TASK
Copy out all the entries below, substituting "central" for every instance of "innermost" and keeping every other word unchanged.

***** RECORDS TO USE

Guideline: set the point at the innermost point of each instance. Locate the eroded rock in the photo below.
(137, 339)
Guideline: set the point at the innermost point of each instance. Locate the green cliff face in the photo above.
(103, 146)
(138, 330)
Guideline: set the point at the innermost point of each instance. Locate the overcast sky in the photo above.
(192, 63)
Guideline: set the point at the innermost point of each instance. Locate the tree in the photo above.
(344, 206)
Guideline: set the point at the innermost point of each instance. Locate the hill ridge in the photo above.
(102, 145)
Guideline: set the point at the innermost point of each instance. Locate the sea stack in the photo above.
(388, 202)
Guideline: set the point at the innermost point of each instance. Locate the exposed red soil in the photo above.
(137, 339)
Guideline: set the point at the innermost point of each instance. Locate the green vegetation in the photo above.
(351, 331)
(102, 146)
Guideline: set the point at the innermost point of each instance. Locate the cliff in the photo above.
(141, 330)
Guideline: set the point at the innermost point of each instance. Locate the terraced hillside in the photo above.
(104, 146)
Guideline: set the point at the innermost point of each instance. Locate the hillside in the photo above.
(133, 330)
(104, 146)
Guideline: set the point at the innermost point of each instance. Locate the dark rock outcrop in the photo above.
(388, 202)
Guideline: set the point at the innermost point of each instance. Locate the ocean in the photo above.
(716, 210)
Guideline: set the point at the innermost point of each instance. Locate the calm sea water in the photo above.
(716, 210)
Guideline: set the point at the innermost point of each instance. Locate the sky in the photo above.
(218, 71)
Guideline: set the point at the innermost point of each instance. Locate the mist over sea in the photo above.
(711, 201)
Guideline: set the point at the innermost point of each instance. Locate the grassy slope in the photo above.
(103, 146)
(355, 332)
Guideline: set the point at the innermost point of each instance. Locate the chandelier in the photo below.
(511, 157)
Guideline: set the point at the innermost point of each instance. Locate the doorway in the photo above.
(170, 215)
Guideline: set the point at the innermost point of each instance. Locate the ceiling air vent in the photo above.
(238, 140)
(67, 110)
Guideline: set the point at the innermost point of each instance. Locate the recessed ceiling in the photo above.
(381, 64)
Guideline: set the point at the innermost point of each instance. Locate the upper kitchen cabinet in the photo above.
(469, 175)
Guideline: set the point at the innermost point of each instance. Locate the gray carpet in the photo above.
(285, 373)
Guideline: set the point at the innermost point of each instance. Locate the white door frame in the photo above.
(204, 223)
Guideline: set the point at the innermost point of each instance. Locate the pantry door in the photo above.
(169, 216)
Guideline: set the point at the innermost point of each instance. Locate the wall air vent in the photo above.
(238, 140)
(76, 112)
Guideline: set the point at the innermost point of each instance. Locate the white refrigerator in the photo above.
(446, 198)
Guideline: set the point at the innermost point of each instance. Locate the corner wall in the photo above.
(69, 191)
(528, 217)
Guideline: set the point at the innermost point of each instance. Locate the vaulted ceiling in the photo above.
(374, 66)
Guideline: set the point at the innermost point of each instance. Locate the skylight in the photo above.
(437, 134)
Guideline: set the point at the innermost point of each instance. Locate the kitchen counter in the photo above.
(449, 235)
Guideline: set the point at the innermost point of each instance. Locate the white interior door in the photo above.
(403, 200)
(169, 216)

**********

CORRECT ANSWER
Guideline: set the point at the central point of each instance. Locate the eroded rock in the photo below.
(137, 339)
Guideline: set the point at the central point of each instance. Locate the green cliff face in the photo above.
(103, 146)
(138, 330)
Guideline: set the point at the central point of each instance. Locate the overcast sky in the photo above.
(192, 63)
Guideline: set the point at the central point of each instance. Locate the tree in the photo above.
(344, 206)
Guideline: set the point at the central point of each instance. Locate the hill ridge in the photo above.
(102, 145)
Guideline: set the point at the central point of each instance. Locate the sea stack in the photo above.
(388, 202)
Guideline: set the point at the central point of each instance. Locate the exposed red soil in the photo above.
(137, 339)
Guideline: set the point at the central point of each instance. Locate the green vegetation in the photo above.
(351, 331)
(102, 146)
Guideline: set the point at the central point of each instance. Locate the cliff in the photo above.
(141, 330)
Guideline: set the point at the central point of each instance. Locate the terraced hillside in the photo above.
(104, 146)
Guideline: set the point at the central point of each instance. Locate the hillside in the photo above.
(133, 330)
(104, 146)
Guideline: set the point at the central point of each instance. Locate the dark rock outcrop in the photo above.
(388, 202)
Guideline: set the point at the central point of each instance. Locate the ocean in the photo above.
(716, 210)
Guideline: set the point at the central point of each instance. Locate the calm sea water in the photo above.
(716, 210)
Guideline: set the point at the central point of each instance. Locate the sky in the photo above.
(218, 71)
Guideline: set the point at the central point of each instance. Locate the mist over sea in the photo above.
(711, 201)
Guideline: set the point at the central point of each instance. Locate the grassy slope in the photo above.
(103, 146)
(355, 332)
Guideline: set the point at the central point of each instance. Locate the chandelier in the photo below.
(511, 157)
Guideline: set the point at the central point of each instance. Locate the doorway in the photo above.
(170, 215)
Guideline: set the point at the central point of each instance. Locate the ceiling air vent in the photo above.
(238, 140)
(67, 110)
Guideline: set the point at the central point of each instance. Locate the recessed ceiling in the photo above.
(381, 64)
Guideline: set the point at the central point of each instance. Locate the upper kitchen cabinet in the photo above.
(469, 175)
Guideline: set the point at the central point of each instance. Locate the gray carpet in the photo above.
(285, 373)
Guideline: set the point at the central point of each instance. Locate the white door frame in the photo above.
(204, 223)
Guideline: set the point at the central point of each instance. Locate the pantry door in the photo above.
(169, 216)
Guideline: set the point at the central point of each instance. Locate the wall air vent in the photo above.
(238, 140)
(76, 112)
Guideline: set the point at the central point of each instance. Locate the white refrigerator in the photo above.
(446, 198)
Guideline: set the point at the central point of each instance. Locate the corner wall in the photo above.
(69, 191)
(528, 217)
Guideline: set the point at the central point of each instance. Locate the vaulted ceiling in the photo above.
(374, 66)
Guideline: set the point at the central point of each instance. Locate the skylight in the photo above.
(437, 134)
Guideline: set the point at the central point of each instance. Locate the kitchen counter in the photo above.
(449, 235)
Guideline: set the point at the central point of each instance. Locate the white interior door in the photo above.
(403, 200)
(169, 216)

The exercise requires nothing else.